- **GIVEN DATA**:
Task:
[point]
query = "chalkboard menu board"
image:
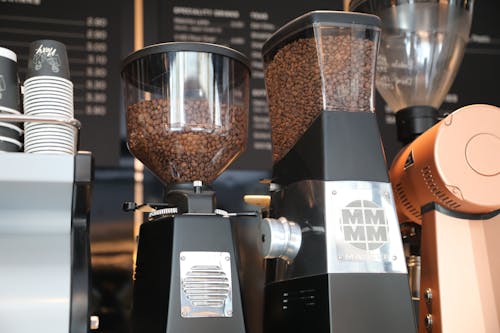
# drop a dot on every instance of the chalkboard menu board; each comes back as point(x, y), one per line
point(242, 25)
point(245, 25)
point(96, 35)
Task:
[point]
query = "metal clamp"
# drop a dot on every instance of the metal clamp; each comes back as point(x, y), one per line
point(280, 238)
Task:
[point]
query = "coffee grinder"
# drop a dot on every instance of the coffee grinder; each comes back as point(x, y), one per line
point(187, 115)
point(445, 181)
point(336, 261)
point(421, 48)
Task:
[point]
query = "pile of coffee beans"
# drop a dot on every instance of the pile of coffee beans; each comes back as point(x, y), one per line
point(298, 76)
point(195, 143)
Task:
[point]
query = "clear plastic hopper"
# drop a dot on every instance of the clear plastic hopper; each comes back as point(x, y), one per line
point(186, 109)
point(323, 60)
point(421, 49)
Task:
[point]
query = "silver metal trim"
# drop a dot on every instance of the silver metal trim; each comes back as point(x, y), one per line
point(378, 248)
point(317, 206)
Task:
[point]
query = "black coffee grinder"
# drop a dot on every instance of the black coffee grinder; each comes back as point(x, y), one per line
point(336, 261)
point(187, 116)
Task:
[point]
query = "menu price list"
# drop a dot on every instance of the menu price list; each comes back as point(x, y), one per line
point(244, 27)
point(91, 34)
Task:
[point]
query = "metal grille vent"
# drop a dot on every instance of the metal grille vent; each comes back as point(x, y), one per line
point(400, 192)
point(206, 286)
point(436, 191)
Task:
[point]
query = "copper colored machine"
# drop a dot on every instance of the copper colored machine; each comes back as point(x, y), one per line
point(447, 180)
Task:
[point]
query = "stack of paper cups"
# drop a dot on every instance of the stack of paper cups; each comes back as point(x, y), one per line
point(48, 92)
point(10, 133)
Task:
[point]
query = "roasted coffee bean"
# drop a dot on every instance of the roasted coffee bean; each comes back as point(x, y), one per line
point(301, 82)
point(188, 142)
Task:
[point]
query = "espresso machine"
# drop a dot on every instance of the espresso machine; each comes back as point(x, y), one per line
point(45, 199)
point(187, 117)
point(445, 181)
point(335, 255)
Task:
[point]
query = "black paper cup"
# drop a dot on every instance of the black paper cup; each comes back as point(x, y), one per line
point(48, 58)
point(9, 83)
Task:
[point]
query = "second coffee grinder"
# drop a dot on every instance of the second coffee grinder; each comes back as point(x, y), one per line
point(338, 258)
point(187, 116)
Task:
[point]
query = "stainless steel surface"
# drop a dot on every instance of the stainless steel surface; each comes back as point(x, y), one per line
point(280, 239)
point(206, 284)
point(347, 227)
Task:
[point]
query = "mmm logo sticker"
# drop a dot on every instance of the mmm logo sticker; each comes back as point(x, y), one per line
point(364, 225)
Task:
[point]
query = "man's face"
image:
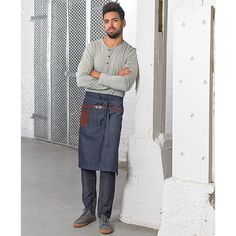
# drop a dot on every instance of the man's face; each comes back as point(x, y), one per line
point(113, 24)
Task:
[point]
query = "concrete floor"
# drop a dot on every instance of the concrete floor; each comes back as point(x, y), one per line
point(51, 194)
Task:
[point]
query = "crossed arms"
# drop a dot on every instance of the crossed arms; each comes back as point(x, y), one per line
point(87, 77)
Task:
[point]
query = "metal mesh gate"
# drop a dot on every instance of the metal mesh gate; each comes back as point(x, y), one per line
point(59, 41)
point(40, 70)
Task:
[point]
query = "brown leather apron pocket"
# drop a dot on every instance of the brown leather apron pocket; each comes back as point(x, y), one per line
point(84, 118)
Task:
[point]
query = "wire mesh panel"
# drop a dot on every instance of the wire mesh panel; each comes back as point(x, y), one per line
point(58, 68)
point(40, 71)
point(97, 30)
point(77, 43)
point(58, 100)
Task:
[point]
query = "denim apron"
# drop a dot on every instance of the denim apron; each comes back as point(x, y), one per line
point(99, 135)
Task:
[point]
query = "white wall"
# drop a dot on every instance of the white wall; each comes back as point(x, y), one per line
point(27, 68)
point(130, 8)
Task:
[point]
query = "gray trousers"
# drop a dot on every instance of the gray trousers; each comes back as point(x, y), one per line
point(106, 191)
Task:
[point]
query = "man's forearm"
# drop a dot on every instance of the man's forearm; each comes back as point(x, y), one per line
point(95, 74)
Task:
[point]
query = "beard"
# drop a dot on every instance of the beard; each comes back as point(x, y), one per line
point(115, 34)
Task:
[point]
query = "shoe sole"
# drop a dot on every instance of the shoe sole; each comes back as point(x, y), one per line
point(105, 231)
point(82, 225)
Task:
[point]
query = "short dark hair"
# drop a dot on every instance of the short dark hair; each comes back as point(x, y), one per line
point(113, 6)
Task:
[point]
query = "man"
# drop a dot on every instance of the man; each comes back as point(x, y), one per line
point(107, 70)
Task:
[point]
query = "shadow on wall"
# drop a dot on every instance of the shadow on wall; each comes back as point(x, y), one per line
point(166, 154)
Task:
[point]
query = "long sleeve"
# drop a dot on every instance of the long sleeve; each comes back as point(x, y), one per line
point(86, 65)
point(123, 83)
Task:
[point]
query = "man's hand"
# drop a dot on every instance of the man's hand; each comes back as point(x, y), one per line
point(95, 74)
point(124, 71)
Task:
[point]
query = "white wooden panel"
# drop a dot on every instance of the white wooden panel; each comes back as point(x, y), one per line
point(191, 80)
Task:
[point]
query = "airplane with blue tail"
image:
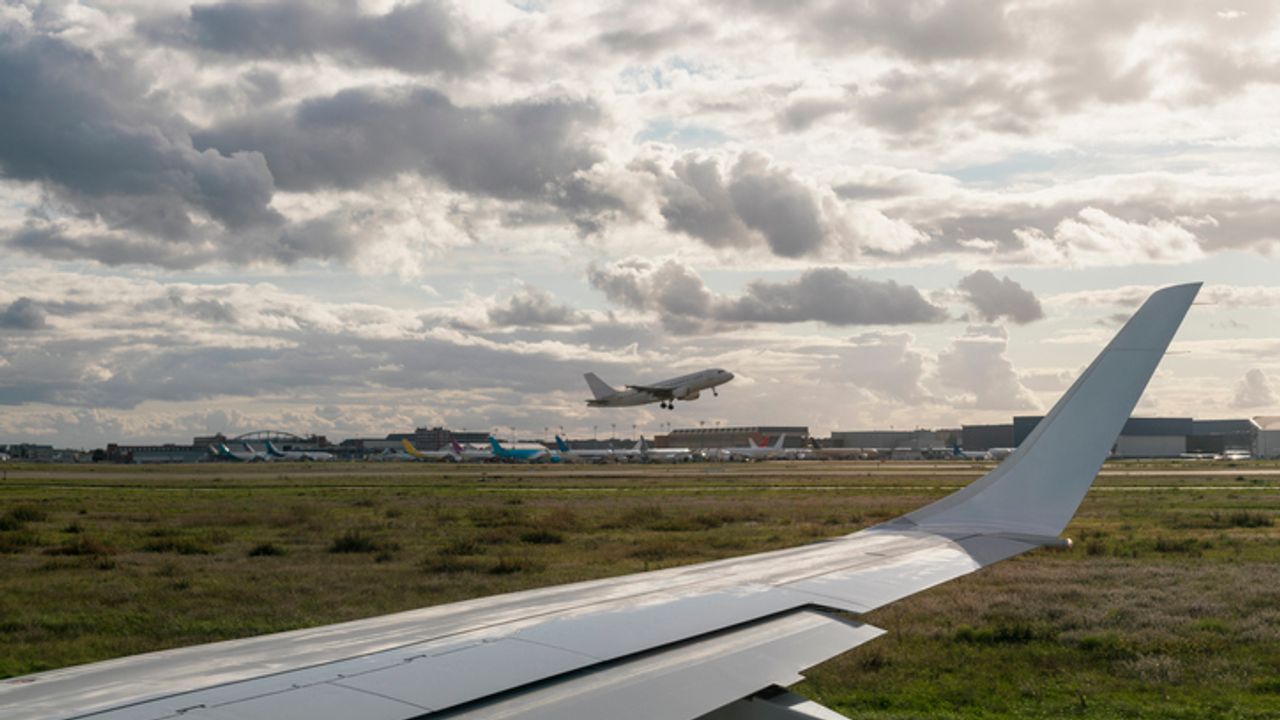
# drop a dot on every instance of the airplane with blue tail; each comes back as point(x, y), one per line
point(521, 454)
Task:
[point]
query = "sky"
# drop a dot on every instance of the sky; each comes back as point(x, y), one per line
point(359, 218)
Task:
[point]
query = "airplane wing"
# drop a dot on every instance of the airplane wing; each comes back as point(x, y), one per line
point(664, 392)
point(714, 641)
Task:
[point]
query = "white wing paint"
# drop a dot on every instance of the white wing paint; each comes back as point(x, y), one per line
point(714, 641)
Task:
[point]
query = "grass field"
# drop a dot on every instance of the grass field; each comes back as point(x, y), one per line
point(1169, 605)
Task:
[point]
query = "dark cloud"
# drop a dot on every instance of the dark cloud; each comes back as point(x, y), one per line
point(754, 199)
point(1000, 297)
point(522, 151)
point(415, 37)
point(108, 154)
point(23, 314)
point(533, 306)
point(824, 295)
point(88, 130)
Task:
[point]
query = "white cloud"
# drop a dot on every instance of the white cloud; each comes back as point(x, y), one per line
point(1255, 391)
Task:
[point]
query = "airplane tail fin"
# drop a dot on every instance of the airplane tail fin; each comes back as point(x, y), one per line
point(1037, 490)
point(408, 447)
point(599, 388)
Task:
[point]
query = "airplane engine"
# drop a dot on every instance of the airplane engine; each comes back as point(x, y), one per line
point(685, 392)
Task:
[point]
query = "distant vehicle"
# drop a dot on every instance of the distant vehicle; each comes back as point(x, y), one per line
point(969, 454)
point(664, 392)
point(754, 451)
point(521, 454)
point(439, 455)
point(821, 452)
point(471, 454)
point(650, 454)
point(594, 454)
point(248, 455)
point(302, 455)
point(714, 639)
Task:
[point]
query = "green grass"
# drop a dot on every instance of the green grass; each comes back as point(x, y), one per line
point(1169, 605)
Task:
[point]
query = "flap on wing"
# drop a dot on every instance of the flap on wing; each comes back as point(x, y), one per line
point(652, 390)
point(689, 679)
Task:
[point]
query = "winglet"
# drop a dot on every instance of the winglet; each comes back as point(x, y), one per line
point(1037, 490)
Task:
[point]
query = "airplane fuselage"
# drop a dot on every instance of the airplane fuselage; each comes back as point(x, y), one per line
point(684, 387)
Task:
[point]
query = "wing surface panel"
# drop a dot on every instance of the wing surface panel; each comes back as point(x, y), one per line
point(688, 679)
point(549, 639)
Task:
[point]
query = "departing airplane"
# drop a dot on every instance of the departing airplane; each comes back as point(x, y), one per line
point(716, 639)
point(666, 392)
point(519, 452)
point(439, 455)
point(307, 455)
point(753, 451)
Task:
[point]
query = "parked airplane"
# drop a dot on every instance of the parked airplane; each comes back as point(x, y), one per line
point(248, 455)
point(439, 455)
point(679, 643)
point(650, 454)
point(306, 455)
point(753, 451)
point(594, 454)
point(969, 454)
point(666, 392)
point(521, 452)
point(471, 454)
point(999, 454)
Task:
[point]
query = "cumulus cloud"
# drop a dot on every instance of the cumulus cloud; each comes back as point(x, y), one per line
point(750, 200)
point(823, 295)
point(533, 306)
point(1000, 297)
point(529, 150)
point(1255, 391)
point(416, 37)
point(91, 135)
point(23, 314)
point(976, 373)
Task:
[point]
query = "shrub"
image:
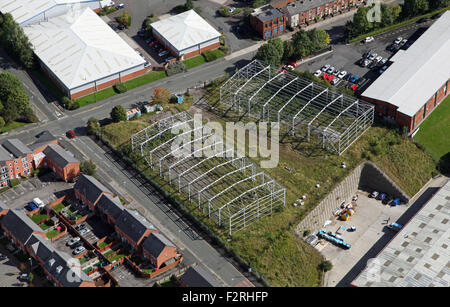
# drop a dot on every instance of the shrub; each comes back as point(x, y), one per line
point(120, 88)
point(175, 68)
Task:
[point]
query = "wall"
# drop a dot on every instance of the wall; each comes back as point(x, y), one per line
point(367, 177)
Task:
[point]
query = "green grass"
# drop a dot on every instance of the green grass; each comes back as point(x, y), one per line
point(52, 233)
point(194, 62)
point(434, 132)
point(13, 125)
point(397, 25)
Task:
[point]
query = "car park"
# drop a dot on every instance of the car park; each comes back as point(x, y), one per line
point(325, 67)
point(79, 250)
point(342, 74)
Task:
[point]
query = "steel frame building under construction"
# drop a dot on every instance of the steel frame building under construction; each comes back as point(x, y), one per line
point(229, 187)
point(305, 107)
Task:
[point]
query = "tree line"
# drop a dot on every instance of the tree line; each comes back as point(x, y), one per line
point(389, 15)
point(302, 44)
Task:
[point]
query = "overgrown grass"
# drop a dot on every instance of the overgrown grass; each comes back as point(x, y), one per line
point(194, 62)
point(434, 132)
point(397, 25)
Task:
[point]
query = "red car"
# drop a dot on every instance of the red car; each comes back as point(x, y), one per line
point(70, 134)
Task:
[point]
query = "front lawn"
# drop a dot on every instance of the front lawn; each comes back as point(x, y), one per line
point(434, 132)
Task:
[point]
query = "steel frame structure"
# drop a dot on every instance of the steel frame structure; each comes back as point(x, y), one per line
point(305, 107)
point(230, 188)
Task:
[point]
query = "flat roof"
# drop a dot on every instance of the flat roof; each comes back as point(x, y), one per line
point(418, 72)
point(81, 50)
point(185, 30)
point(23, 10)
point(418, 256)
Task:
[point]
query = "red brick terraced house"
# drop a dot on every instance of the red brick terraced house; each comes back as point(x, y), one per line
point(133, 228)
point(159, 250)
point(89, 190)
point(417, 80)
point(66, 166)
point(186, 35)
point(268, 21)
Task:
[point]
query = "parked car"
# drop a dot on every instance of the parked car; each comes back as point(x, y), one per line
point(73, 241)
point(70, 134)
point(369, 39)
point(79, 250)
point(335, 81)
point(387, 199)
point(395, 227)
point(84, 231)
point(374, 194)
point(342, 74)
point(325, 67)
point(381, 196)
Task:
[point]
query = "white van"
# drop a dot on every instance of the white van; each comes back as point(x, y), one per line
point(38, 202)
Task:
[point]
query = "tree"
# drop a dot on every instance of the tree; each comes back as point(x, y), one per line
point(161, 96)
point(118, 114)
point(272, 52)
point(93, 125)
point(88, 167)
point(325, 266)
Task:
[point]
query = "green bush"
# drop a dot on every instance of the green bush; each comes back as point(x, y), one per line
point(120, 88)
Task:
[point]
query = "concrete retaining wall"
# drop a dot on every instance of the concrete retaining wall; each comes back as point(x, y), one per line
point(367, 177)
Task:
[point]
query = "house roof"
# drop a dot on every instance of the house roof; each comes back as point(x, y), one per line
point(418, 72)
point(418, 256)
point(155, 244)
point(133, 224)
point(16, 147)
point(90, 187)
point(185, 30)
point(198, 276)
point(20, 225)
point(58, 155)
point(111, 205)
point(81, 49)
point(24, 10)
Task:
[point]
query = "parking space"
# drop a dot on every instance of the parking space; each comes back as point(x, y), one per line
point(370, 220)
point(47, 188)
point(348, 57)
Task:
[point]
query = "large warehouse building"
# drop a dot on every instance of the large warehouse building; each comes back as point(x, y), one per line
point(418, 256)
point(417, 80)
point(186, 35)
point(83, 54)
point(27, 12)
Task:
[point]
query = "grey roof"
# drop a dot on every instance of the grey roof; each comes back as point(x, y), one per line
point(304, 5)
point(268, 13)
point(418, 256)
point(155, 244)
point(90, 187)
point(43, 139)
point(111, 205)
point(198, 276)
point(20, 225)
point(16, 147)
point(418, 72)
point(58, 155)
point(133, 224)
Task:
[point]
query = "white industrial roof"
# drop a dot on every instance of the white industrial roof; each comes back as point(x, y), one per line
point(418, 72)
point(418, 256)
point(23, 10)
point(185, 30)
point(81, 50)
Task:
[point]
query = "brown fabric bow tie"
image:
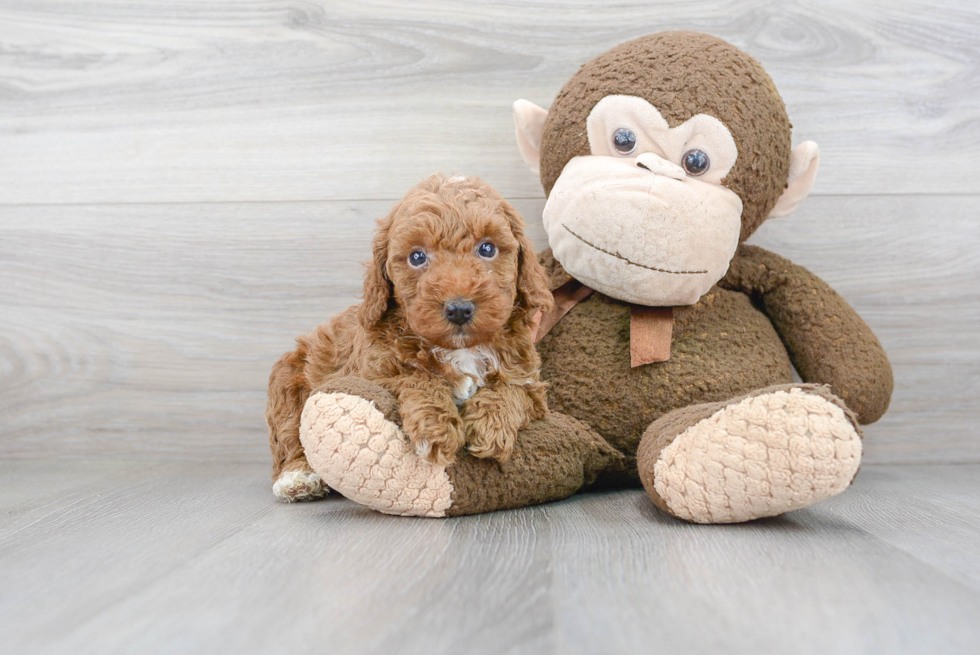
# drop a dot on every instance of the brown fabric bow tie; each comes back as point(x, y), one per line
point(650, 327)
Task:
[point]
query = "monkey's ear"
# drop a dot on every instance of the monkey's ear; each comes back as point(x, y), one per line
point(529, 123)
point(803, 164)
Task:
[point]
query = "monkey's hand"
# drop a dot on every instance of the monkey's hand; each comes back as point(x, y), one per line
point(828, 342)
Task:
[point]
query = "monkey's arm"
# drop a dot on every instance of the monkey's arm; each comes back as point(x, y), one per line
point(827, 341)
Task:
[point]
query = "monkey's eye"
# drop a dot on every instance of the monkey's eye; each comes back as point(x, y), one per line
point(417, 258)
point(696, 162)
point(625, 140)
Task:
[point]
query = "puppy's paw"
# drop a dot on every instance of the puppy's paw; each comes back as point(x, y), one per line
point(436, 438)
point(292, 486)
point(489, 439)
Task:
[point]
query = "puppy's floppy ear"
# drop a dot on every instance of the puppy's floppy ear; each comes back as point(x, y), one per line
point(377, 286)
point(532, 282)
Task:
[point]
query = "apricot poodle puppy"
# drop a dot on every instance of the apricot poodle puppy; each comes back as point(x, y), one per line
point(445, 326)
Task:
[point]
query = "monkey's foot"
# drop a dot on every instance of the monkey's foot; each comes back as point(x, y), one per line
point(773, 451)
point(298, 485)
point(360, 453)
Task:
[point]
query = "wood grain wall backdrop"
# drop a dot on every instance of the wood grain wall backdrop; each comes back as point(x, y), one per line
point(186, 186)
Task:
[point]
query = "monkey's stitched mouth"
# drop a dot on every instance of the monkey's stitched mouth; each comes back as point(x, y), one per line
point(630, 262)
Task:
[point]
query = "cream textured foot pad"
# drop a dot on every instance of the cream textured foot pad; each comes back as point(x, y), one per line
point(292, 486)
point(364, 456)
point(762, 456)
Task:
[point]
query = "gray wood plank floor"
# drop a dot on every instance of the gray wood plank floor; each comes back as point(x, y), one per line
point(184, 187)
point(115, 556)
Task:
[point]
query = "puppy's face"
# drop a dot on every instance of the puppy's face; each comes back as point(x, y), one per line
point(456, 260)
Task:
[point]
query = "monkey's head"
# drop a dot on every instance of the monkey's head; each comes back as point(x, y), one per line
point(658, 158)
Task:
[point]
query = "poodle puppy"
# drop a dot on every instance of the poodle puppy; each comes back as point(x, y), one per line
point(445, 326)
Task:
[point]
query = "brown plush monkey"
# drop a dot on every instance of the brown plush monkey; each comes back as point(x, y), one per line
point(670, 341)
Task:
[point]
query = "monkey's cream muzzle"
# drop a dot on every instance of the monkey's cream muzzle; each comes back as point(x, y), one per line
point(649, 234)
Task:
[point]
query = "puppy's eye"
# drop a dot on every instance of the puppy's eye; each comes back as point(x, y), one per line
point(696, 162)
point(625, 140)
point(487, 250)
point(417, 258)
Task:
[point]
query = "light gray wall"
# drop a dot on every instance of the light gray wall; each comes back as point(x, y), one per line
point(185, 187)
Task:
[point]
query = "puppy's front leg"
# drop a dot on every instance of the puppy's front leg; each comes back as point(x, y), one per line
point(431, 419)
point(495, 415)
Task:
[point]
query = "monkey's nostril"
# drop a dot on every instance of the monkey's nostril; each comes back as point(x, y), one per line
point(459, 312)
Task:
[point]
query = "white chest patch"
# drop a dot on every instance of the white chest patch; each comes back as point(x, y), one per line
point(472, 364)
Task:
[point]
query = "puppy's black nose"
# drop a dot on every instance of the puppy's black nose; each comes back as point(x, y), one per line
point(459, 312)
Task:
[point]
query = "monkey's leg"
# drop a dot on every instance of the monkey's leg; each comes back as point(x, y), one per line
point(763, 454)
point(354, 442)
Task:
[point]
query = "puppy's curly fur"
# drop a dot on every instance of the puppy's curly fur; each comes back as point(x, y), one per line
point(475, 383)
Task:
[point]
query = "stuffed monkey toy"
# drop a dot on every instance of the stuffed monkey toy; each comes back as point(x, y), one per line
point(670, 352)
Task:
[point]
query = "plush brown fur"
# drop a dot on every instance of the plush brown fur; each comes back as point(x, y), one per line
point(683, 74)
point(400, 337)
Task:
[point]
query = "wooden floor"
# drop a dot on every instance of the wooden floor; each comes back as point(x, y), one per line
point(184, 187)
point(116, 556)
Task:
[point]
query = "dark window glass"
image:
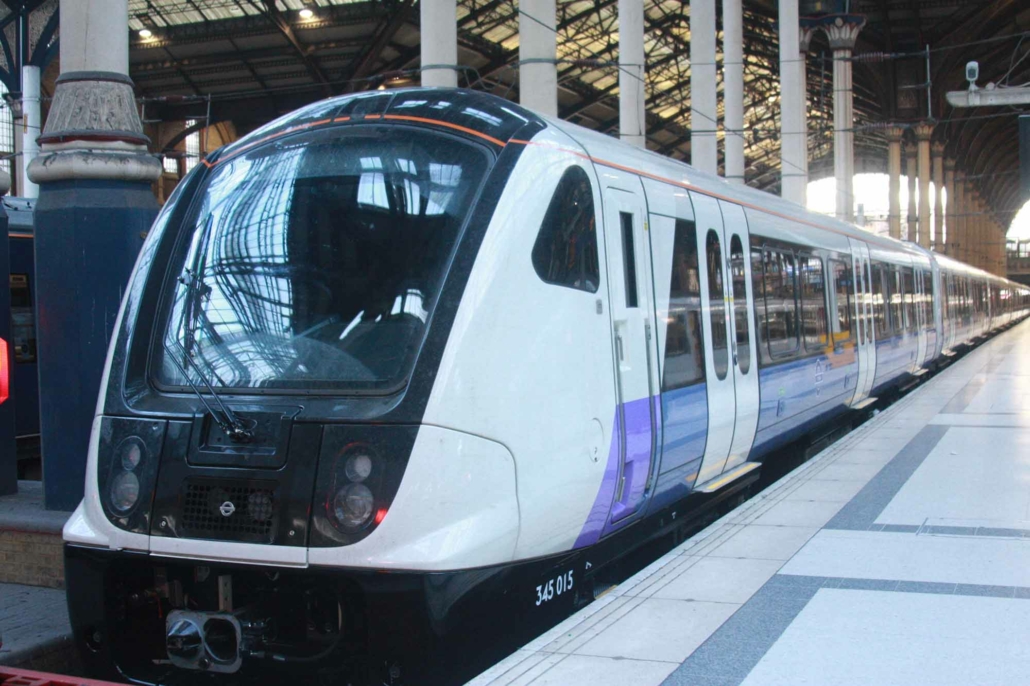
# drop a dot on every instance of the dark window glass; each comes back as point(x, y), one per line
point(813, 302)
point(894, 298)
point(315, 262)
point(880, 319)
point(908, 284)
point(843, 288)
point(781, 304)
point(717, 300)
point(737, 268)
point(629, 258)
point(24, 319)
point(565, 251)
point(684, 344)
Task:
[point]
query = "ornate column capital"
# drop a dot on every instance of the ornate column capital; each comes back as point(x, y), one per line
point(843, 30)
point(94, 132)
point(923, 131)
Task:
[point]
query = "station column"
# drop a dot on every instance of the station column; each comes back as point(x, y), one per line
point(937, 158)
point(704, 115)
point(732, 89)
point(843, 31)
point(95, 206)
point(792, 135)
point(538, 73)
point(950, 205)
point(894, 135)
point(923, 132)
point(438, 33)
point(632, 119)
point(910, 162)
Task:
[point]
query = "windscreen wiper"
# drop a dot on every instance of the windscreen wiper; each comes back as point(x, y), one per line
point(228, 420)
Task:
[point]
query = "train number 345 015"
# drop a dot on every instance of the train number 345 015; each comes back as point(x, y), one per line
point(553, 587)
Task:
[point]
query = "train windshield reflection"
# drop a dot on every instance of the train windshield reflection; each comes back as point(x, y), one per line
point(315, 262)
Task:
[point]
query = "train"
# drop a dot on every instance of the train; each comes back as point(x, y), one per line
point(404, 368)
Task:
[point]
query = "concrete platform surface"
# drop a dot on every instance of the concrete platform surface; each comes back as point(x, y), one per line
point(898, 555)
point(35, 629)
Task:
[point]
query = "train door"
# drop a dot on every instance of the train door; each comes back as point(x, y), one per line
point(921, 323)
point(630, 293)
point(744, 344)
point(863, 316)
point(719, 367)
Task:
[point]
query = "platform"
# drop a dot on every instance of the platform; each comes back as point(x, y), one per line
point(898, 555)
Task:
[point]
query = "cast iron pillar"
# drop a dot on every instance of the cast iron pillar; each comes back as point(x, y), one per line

- **PROBLEM**: Pull out every line of the items above that contains the word "front", matching its case exactly.

- **ANSWER TO THIS TASK**:
query = "front lawn"
# drop a dot on every instance of the front lawn; each comes back as point(x, y), one per line
query = "puppy's front leg"
# drop a dot on every instance of the puppy's front leg; each comes back as point(x, y), one per line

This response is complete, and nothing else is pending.